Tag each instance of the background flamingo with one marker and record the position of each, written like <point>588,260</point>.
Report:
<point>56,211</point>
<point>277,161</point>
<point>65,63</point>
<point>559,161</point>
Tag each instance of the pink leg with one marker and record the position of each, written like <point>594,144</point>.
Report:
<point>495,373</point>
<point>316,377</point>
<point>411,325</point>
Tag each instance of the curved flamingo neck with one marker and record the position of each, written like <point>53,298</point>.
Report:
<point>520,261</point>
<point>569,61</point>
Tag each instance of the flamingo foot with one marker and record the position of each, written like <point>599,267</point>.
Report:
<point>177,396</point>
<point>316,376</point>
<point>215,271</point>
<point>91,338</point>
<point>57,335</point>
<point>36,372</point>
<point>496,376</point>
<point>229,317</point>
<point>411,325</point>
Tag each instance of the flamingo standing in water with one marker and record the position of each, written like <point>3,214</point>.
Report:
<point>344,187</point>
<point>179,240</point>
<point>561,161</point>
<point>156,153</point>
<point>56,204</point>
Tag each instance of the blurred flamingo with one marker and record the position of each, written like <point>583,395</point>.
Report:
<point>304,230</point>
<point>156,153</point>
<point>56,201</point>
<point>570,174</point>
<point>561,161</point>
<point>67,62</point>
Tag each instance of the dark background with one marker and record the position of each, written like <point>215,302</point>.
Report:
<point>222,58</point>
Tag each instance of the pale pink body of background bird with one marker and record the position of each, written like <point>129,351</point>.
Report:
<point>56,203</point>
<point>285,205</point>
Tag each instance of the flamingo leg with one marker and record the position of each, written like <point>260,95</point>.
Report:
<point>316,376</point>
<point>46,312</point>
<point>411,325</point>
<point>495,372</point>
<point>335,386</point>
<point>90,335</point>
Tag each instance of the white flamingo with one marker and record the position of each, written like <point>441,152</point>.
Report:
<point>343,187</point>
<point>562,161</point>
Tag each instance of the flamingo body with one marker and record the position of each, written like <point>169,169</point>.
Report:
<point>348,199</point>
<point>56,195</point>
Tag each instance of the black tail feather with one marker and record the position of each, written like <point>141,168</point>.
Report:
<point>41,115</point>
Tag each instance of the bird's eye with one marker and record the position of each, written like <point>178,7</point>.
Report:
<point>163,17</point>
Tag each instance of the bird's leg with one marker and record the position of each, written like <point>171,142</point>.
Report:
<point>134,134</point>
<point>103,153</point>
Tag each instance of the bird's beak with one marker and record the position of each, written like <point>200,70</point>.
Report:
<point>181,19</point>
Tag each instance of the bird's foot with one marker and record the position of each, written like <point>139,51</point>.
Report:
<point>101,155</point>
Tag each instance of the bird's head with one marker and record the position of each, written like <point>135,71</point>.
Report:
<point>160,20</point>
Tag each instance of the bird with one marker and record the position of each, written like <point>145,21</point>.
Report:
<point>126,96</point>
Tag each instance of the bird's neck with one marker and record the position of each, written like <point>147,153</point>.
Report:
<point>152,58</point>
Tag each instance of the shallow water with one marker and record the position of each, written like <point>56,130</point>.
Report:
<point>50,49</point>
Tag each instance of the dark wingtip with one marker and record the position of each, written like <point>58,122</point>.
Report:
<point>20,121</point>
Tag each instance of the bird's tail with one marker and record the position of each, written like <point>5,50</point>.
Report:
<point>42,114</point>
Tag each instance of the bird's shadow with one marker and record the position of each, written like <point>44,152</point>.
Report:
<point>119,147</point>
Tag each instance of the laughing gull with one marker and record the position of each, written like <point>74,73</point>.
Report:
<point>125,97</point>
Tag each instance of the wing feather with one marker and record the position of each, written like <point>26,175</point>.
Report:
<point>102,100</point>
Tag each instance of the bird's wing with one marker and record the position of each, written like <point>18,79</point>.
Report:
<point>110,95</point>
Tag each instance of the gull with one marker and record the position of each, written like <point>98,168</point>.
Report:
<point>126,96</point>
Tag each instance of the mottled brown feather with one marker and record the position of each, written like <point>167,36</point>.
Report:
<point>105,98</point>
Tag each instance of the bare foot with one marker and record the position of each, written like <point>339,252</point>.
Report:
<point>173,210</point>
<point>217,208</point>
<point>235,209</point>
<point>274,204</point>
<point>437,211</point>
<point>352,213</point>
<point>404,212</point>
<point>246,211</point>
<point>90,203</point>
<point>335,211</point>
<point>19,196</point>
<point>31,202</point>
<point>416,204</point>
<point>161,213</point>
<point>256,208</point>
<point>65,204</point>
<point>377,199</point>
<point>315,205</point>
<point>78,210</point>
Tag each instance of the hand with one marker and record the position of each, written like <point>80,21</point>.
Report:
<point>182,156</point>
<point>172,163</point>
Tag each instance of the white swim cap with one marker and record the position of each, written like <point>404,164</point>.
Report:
|---|
**ASSIGNMENT**
Line by line, write out the records above exactly.

**ANSWER BELOW**
Tag each instance of the background flamingo with one marker and record the position of each, written like <point>588,260</point>.
Report:
<point>56,211</point>
<point>277,161</point>
<point>65,63</point>
<point>559,161</point>
Tag each instance of the pink leg with one marker and record the position of each, written like <point>594,144</point>.
Report:
<point>495,373</point>
<point>316,377</point>
<point>411,325</point>
Tag each instance of the curved flamingo neck with one marker and record the position of each, written like <point>53,298</point>.
Report:
<point>520,261</point>
<point>569,61</point>
Tag each instance of the flamingo foot with one marker and record the position of each, written like <point>599,267</point>.
Report:
<point>177,396</point>
<point>316,376</point>
<point>215,271</point>
<point>91,338</point>
<point>57,335</point>
<point>36,372</point>
<point>496,376</point>
<point>229,317</point>
<point>411,325</point>
Tag each instance of the flamingo standing in water with one marker and record the position of each, written like <point>3,214</point>.
Report:
<point>344,187</point>
<point>179,240</point>
<point>561,161</point>
<point>156,153</point>
<point>56,204</point>
Tag each instance of the blurred flamingo with one marker and record the position of each, written like <point>583,395</point>.
Report:
<point>304,230</point>
<point>156,153</point>
<point>56,201</point>
<point>570,174</point>
<point>561,161</point>
<point>67,62</point>
Tag each instance of the dark background with one marker and record the position of each, written like <point>215,302</point>.
Report:
<point>222,58</point>
Tag each instance of the pale pink body of background bird with one marker and record the position of each, written like <point>129,351</point>.
Report:
<point>56,203</point>
<point>285,205</point>
Tag each instance of the flamingo leg with one marker and record the position of each, written like <point>260,95</point>.
Report:
<point>316,376</point>
<point>46,312</point>
<point>411,325</point>
<point>495,372</point>
<point>335,386</point>
<point>90,335</point>
Tag each instance of the white flamingo with one marker and record the position of each, written like <point>441,152</point>.
Report:
<point>343,187</point>
<point>562,161</point>
Tag each instance of the flamingo body with one marker and record the position of each, written like <point>169,169</point>.
Report:
<point>348,199</point>
<point>56,195</point>
Tag each instance of the black tail feather with one marker and record the position of each, written like <point>141,168</point>.
Report:
<point>41,115</point>
Tag each instance of the bird's eye with one marker and record the position of each, written like <point>178,7</point>.
Report:
<point>163,17</point>
Tag each instance of the bird's leg with one marker and record the position of each, written like <point>171,142</point>.
Report:
<point>134,134</point>
<point>103,153</point>
Tag each instance of the bird's beak with one marker and record the position of each, written like <point>200,70</point>.
Report:
<point>181,19</point>
Tag each instance of the bird's foot with one marker and record the position of each, written like <point>139,51</point>.
Report:
<point>101,155</point>
Tag each instance of the bird's head with one marker and record the position of each, written like <point>135,71</point>.
Report:
<point>160,20</point>
Tag each instance of the bird with one marker and record the position of each, written like <point>145,21</point>.
Report:
<point>126,96</point>
Tag each instance of the bird's neck with one marker and record the position of each, written like <point>147,153</point>.
Report:
<point>152,58</point>
Tag each instance of the shallow water with one marker and record the position of each, written like <point>56,130</point>.
Report:
<point>50,49</point>
Tag each instance of the dark wingtip with one marker and record the position of each, written like <point>58,122</point>.
Report:
<point>20,121</point>
Tag each instance of the bird's tail with one marker and record the position of each, written like <point>5,50</point>.
Report:
<point>42,114</point>
Tag each instance of the bird's shadow with one marker and record the position of each, written like <point>44,152</point>.
Report:
<point>119,147</point>
Tag each instance of the laughing gull with one marker and record the position of each, written like <point>74,73</point>.
Report:
<point>125,97</point>
Tag each instance of the wing feather with one marker and record the position of each, written like <point>26,175</point>.
Report:
<point>102,100</point>
Tag each instance of the bird's wing with one marker and record the position of each, written like <point>18,79</point>.
Report:
<point>110,95</point>
Tag each instance of the gull with one marker and record the position of each, written like <point>98,168</point>.
Report:
<point>126,96</point>
Tag each instance of the mottled brown feather with one marker and record the position of each, written like <point>167,36</point>.
Report:
<point>105,98</point>
Tag each instance of the bare foot with one marker and record the position of each, written like <point>339,252</point>.
Report:
<point>173,210</point>
<point>217,208</point>
<point>235,209</point>
<point>274,204</point>
<point>437,211</point>
<point>352,213</point>
<point>404,212</point>
<point>246,211</point>
<point>90,203</point>
<point>335,211</point>
<point>19,196</point>
<point>31,202</point>
<point>416,204</point>
<point>161,213</point>
<point>256,208</point>
<point>65,204</point>
<point>377,199</point>
<point>315,205</point>
<point>78,210</point>
Tag each instance of the hand with one marker and record the position of each, written like <point>80,21</point>.
Report:
<point>182,156</point>
<point>172,163</point>
Tag each instance of the white swim cap with one marker and record the position of each, written like <point>404,164</point>.
Report:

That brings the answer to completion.